> _What this task involves_: Please copy out the rows that open with the line containing "- **Target**: high-visibility yellow pant" and close with the line containing "[0,288,1200,981]", keeping both of those lines and changing nothing.
<<<<
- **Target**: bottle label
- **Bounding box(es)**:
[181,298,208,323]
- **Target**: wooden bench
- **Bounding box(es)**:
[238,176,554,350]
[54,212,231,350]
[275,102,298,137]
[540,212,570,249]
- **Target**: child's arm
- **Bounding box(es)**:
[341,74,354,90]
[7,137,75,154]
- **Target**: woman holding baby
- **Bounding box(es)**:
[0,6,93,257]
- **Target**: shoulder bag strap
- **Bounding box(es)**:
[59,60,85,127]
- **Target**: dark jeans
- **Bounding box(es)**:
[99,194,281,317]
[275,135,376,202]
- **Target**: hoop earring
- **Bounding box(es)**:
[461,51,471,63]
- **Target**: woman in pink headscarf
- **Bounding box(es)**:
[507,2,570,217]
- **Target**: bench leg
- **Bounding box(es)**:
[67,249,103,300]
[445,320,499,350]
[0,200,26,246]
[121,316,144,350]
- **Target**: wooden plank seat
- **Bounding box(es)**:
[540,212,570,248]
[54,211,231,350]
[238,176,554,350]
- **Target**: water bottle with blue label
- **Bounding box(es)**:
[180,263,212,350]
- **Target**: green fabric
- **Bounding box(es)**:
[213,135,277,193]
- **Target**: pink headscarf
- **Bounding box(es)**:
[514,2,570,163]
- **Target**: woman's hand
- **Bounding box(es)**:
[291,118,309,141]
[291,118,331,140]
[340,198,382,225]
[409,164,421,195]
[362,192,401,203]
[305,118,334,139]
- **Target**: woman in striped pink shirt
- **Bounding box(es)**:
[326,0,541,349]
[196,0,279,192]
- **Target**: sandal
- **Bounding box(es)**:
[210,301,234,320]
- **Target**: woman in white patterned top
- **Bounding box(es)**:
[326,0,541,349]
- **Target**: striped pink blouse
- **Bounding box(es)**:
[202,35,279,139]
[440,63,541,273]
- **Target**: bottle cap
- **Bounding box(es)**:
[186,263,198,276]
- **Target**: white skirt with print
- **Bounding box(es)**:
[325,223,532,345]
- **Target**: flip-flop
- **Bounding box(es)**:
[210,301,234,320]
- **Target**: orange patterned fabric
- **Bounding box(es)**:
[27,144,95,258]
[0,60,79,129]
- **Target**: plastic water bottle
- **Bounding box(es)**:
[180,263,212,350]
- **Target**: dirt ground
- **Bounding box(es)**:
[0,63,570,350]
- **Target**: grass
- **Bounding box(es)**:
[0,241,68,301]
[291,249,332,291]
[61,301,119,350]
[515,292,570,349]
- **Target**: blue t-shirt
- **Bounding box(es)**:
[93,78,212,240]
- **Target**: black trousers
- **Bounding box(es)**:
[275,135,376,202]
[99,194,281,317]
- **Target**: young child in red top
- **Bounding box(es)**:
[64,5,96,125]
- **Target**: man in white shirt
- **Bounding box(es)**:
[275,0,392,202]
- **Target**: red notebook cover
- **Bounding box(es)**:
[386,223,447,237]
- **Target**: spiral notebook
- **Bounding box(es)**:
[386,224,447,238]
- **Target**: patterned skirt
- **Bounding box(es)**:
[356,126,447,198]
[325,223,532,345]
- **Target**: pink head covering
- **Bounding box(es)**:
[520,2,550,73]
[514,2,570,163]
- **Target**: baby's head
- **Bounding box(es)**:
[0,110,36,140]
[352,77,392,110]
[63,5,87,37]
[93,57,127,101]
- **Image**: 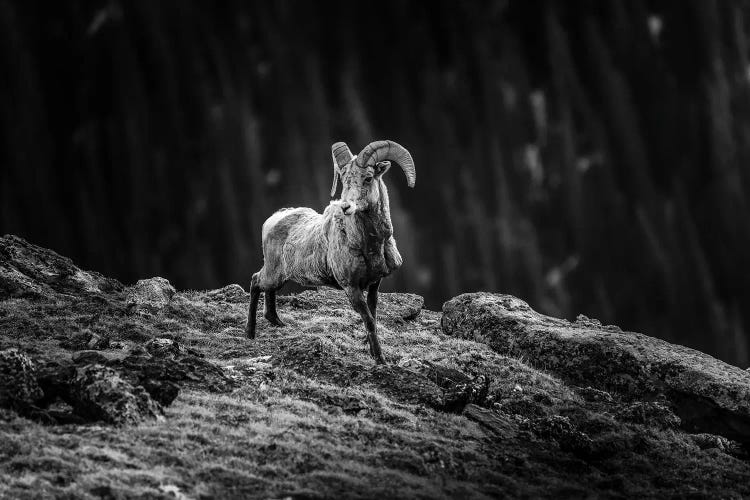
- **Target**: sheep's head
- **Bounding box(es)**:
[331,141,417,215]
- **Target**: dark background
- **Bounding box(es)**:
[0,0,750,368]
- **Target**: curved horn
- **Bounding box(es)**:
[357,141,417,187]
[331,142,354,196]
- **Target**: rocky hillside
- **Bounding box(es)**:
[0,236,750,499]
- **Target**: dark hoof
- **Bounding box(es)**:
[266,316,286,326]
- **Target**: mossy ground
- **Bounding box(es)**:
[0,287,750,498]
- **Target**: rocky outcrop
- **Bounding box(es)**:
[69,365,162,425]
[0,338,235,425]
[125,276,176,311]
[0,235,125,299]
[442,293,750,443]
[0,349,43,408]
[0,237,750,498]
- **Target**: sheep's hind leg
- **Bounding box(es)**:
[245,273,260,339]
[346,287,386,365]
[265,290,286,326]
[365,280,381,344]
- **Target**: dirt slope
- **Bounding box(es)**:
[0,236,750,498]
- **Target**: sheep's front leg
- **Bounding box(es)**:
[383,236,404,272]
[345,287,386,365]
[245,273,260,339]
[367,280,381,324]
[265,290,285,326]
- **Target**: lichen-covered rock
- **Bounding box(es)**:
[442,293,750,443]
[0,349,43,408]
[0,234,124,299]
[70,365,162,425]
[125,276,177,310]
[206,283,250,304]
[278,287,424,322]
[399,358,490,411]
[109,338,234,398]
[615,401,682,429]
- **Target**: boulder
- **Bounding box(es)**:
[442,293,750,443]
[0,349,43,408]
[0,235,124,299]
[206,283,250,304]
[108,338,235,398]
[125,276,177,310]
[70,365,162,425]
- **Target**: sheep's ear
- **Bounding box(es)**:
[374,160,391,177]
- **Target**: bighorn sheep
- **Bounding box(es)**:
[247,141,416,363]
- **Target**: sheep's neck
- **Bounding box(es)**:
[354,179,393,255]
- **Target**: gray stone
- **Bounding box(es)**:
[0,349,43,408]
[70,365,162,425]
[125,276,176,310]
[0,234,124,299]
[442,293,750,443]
>>>>
<<<<
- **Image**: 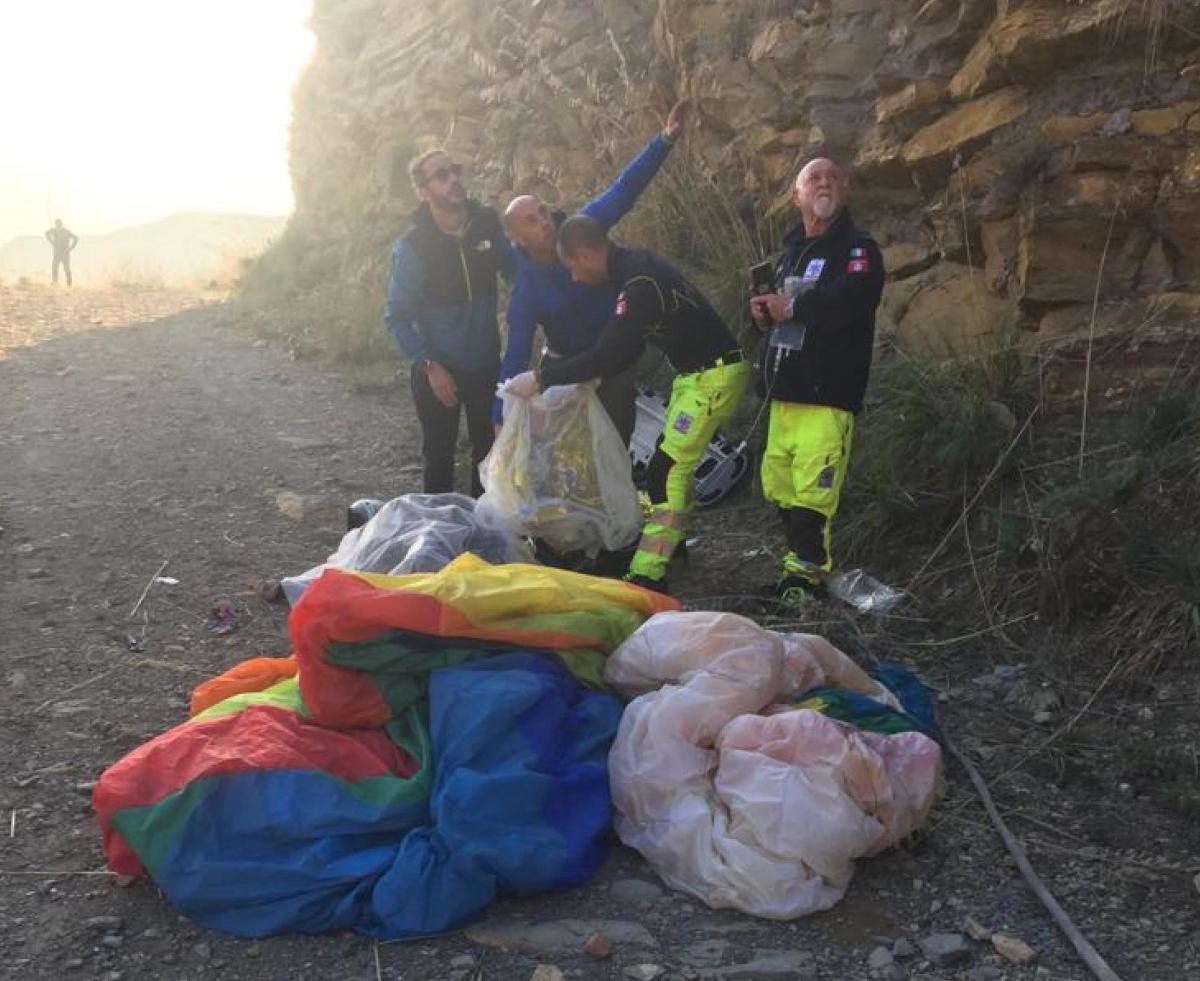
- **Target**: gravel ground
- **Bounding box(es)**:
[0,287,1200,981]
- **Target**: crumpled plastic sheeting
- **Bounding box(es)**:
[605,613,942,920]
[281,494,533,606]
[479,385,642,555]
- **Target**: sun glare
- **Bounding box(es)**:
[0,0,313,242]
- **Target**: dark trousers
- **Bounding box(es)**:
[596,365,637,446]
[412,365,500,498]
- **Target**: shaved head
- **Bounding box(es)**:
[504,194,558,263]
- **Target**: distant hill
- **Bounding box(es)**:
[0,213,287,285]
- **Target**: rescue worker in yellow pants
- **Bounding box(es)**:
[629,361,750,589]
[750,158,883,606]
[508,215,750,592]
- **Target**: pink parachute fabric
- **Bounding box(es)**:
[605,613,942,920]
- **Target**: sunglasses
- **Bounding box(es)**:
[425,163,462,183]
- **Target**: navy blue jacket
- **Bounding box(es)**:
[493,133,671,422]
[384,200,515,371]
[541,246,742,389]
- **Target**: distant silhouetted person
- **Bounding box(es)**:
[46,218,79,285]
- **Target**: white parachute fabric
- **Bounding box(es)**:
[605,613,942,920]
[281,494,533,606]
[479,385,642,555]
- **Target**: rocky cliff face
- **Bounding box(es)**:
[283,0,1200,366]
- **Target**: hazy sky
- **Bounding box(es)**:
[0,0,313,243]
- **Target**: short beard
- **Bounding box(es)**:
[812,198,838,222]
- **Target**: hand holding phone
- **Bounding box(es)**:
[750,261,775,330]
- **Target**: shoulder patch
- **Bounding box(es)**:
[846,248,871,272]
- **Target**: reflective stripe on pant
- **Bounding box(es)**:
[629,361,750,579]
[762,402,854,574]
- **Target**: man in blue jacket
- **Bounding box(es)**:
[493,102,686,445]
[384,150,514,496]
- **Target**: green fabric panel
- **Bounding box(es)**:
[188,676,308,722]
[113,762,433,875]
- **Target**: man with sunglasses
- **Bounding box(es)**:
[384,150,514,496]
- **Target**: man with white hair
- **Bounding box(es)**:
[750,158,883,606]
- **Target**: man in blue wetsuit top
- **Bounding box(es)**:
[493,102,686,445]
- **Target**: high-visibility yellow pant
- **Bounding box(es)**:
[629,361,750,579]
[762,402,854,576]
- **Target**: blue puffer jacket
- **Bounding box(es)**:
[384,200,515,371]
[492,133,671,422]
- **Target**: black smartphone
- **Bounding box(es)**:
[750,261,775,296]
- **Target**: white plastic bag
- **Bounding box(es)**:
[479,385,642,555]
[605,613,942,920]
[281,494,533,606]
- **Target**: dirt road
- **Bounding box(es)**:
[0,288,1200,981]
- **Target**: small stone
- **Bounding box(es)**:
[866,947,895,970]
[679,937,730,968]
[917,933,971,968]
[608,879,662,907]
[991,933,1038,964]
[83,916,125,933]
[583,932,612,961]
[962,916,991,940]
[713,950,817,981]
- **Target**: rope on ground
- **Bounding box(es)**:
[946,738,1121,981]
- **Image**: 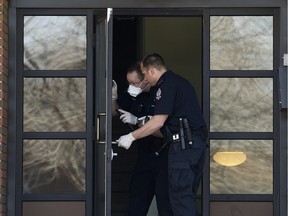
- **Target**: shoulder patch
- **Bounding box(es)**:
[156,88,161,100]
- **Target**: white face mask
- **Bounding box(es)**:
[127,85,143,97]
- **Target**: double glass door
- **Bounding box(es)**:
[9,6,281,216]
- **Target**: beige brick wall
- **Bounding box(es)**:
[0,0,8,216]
>>>>
> _Exercise answer_:
- **Target**: high-visibility yellow pant
- **Bounding box(es)**:
[629,361,750,579]
[762,402,854,576]
- **Target**: blue puffer jacket
- **Bounding box(es)**:
[384,200,515,371]
[492,133,671,422]
- **Target**: black smartphone
- **Bounding box(es)**:
[750,261,775,296]
- **Target**: white plastic bag
- **Bounding box(es)**:
[479,385,642,555]
[605,613,942,920]
[281,494,533,606]
- **Target**: dirt road
- **Bounding box(es)**:
[0,288,1200,981]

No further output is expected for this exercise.